— START STORED DATA —
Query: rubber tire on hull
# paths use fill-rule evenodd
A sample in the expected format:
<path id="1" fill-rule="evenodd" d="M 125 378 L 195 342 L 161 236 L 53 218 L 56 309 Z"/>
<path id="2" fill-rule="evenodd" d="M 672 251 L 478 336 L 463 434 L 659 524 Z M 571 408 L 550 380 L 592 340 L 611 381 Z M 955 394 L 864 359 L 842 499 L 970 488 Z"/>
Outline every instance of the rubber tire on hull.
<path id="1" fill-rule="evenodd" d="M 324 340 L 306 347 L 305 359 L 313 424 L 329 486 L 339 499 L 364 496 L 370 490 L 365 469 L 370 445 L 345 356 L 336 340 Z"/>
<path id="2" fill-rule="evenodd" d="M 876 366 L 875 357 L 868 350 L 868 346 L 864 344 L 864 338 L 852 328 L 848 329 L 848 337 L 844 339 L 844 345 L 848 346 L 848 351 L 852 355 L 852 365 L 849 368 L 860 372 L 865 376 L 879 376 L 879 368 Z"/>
— END STORED DATA —
WORK TO DO:
Rewrite all the records above as a numbered list, one line per item, with blank lines left out.

FINISHED EXERCISE:
1. Query: rubber tire on hull
2. # paths use fill-rule evenodd
3. A sample in the expected format:
4. <path id="1" fill-rule="evenodd" d="M 125 378 L 195 342 L 161 236 L 53 218 L 56 309 Z"/>
5. <path id="2" fill-rule="evenodd" d="M 672 251 L 478 336 L 463 434 L 659 524 Z M 571 408 L 550 380 L 592 340 L 611 381 Z M 955 394 L 864 359 L 842 499 L 970 488 Z"/>
6. Outline every instance of the rubber tire on hull.
7. <path id="1" fill-rule="evenodd" d="M 324 340 L 306 347 L 305 359 L 313 424 L 329 486 L 339 499 L 364 496 L 370 490 L 365 469 L 370 445 L 345 356 L 336 340 Z"/>
8. <path id="2" fill-rule="evenodd" d="M 876 366 L 875 357 L 868 350 L 868 346 L 864 344 L 864 338 L 852 328 L 848 329 L 848 337 L 844 339 L 844 345 L 848 346 L 848 351 L 852 355 L 852 365 L 849 368 L 860 372 L 865 376 L 879 376 L 879 368 Z"/>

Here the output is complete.